My mom and Elisabeth Elliot have each been instrumental in engraining the “trust God and do the next thing” mentality into my brain. They’ve each served me well by living this out, whether that’s via books or in real time. I hope and pray that I’ll grow to be as faithful and fearless as they have been.

N.D. Wilson’s nonfiction books, Death by Living and Notes from the Tilt-A-Whirl, both somewhat revolve around this topic. They’re stellar– Death by Living is quite possibly my favorite book of all time, and I can only aspire to write as well as its author. Those books have made me think, laugh, and fall in love with the world and the God who made it. Worth every penny.

welcome, ye drenched and dry

The first thing you should know, reader, is that this blog was created with a selfish purpose in mind. Its title is in reference to a verse of the hymn, “Abide with Me”, which goes, “I need thy presence every passing hour/what but thy grace can foil the tempter’s power?/who, like thyself, my guide and stay can be?/through cloud and sunshine: abide with me”

▶ Given problem
The passage quotes a verse of a hymn with slashes between the lines. List each line of that verse on its own. The records that come next have no connection to the passage.

▶ Material supplied
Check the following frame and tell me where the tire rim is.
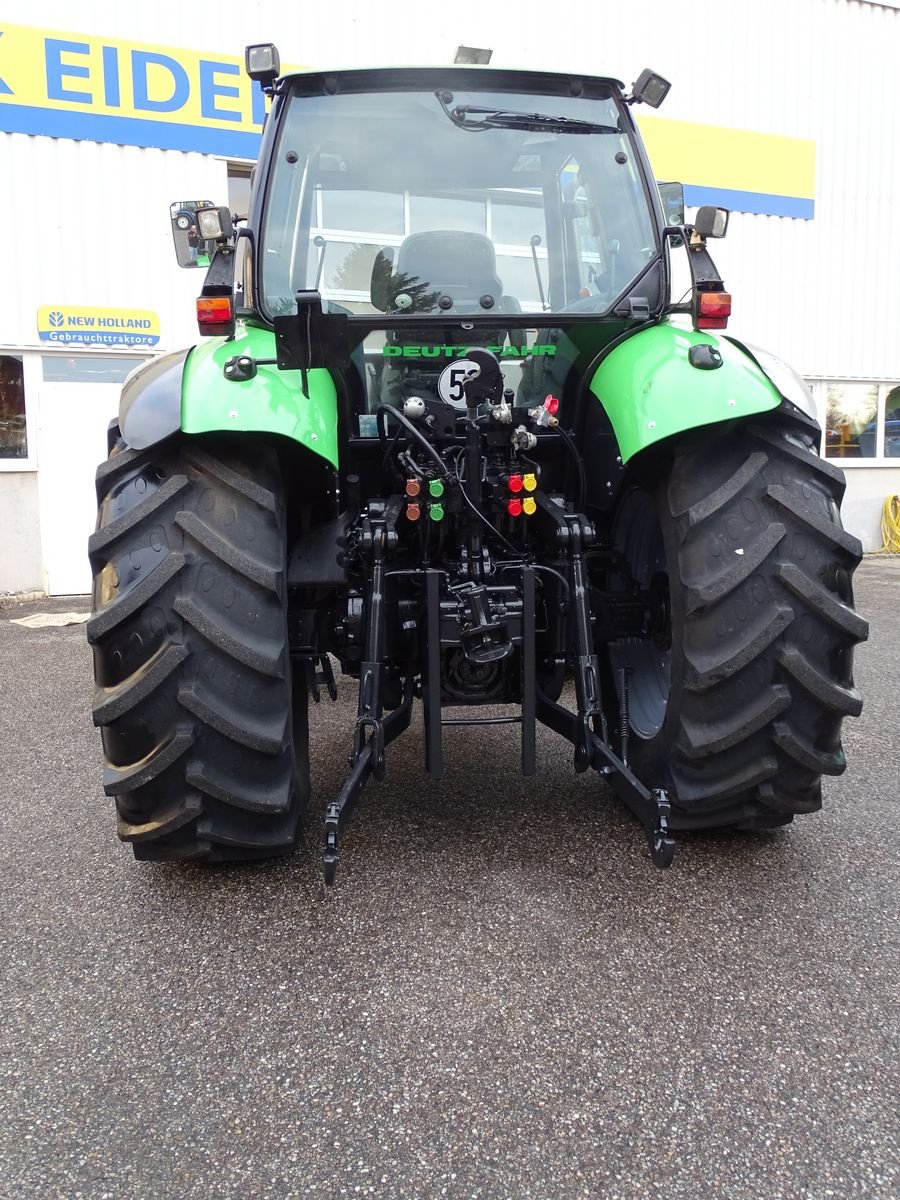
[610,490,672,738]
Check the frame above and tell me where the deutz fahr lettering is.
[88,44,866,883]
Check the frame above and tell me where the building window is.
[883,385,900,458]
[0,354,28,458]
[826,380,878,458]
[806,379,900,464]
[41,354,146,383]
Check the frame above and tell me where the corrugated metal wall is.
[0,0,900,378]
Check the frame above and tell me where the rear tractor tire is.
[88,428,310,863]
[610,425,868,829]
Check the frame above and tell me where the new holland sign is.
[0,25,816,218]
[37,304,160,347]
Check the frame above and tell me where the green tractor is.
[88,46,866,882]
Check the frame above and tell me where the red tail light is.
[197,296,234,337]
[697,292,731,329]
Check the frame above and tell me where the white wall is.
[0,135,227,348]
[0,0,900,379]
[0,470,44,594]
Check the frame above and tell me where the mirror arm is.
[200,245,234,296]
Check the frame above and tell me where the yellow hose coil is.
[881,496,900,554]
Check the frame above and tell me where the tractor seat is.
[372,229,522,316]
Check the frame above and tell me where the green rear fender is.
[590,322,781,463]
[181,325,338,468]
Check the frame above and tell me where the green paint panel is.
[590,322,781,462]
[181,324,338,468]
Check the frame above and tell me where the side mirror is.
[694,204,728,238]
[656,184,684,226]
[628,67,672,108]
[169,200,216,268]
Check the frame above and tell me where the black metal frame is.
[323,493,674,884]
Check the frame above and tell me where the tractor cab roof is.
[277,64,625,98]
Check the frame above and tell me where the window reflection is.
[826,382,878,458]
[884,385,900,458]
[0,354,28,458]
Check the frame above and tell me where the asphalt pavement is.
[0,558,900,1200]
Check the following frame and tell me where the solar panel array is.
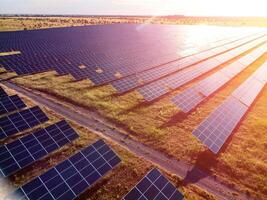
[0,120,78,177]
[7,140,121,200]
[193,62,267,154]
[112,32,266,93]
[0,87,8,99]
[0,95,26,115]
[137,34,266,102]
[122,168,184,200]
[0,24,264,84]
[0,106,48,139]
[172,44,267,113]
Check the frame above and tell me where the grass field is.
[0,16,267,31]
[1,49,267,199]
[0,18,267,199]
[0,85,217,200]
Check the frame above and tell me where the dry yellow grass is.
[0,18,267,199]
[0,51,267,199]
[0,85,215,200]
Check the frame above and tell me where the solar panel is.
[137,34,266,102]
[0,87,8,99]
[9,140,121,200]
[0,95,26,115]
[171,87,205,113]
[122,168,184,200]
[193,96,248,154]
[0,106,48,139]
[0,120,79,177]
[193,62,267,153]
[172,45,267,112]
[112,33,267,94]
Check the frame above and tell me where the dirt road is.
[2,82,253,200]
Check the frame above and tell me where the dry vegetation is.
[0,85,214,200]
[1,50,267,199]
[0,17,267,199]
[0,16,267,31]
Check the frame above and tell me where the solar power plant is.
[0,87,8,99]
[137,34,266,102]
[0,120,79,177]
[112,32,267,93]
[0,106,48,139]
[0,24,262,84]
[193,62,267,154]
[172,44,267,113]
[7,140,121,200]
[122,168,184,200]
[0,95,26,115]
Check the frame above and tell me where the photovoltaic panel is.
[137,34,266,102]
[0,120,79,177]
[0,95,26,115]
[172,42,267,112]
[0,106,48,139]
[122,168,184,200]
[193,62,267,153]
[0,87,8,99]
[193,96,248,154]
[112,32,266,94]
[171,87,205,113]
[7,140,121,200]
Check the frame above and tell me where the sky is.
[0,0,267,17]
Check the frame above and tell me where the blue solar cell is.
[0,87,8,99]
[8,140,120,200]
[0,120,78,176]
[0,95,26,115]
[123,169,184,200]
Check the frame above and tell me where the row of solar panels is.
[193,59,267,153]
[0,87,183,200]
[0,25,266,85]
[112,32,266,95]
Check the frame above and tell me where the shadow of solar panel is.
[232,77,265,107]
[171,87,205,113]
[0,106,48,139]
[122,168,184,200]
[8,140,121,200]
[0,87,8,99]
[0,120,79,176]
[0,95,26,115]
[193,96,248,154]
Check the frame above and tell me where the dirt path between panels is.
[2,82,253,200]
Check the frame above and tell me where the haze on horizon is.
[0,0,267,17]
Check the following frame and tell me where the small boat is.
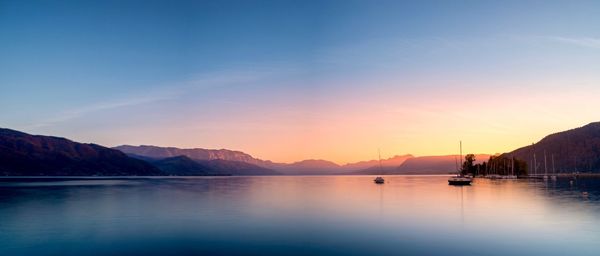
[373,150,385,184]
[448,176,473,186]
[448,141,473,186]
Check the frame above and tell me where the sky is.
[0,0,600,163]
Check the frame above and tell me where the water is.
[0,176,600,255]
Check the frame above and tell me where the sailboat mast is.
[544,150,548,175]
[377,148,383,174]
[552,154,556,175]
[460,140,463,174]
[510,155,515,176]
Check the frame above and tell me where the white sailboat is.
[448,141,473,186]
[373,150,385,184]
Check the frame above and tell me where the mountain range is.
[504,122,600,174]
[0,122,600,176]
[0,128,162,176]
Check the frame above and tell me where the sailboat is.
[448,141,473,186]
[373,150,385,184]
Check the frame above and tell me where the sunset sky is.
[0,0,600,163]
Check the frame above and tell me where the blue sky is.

▶ Reply
- I need thy presence every passing hour
- what but thy grace can foil the tempter’s power?
- who, like thyself, my guide and stay can be?
- through cloud and sunshine: abide with me